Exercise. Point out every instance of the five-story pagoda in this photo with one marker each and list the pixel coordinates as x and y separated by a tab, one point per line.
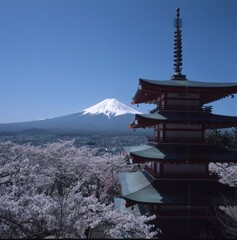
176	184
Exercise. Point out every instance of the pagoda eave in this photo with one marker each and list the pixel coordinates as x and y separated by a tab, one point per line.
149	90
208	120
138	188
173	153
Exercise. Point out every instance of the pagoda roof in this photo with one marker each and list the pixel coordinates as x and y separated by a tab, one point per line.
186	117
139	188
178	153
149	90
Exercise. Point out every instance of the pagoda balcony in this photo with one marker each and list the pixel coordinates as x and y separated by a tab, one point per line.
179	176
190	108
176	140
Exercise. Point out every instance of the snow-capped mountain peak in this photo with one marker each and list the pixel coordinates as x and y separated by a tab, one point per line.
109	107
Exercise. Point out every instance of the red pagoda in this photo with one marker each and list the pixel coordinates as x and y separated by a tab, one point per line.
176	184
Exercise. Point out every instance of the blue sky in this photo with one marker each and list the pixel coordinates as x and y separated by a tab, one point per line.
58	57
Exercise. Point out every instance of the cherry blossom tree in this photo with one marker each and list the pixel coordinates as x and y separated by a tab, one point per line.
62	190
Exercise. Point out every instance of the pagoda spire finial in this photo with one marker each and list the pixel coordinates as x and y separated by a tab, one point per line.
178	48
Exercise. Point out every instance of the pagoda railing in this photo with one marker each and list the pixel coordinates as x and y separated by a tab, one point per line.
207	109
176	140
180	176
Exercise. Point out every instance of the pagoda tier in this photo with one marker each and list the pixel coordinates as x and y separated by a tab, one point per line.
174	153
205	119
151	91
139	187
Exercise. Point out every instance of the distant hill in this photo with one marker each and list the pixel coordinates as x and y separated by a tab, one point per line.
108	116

» What the task requires:
Copy every row above word for word, omitting the picture.

» Finished task:
Exercise. Point out every instance of the five-story pagoda in this photo with one marker each and list the pixel coordinates as x and y separated by a tab, one point per line.
176	184
Exercise. Point out every instance of the pagoda eave in this photo with one marker each and list the pixel coordinates as x and y separated by a tab, one point per line.
149	90
208	120
138	188
173	153
Exercise. Point out every instance of the pagoda roof in this photo with one marker each and list the pixel coordinates as x and y separated by a tab, one point per line.
186	117
139	188
178	153
149	90
Exercise. Point out every instance of the pagoda balcony in this photo with one marker each and list the pixel coordinates as x and y separated by a tab, one point per line.
179	176
190	108
176	140
Exercise. Point out every instance of the snow-capped mountain peak in this photo with one marker each and list the pixel coordinates as x and y separated by a tab, one point per line.
109	107
Exercise. Point out every instance of the red pagoda in this photo with one marker each and list the pixel coordinates as x and y separated by a tab, one point per line.
176	184
Exercise. Point out every instance of the blue sky in this photo with one marker each and list the pixel coordinates as x and y separated by a tab, one point per line.
58	57
Exercise. Point out every instance of the cherry blossom tree in this photo with one marker each and list the pixel coordinates as x and y separated by a tab, one point per line.
62	190
Exercise. Point out every instance of the pagoda spire finial in this photo with one marker each and list the pixel coordinates as x and y separated by a tab, one point per line.
178	48
Exercise. Point out every instance of the pagoda railing in this photo with one marker each and list the pixel coordinates as x and y separated by a tab, one point per line.
207	109
176	140
180	176
Exercise. Point out every instance of the pagoda tier in this photo with one marker each and list the pixel coordinates as x and y separated by a tab, one point per line.
174	153
205	119
151	91
139	187
Exercise. Point out every instance of the distant hill in this photo with one marker each and list the pixel coordinates as x and y separated by a tab, one point per line.
108	116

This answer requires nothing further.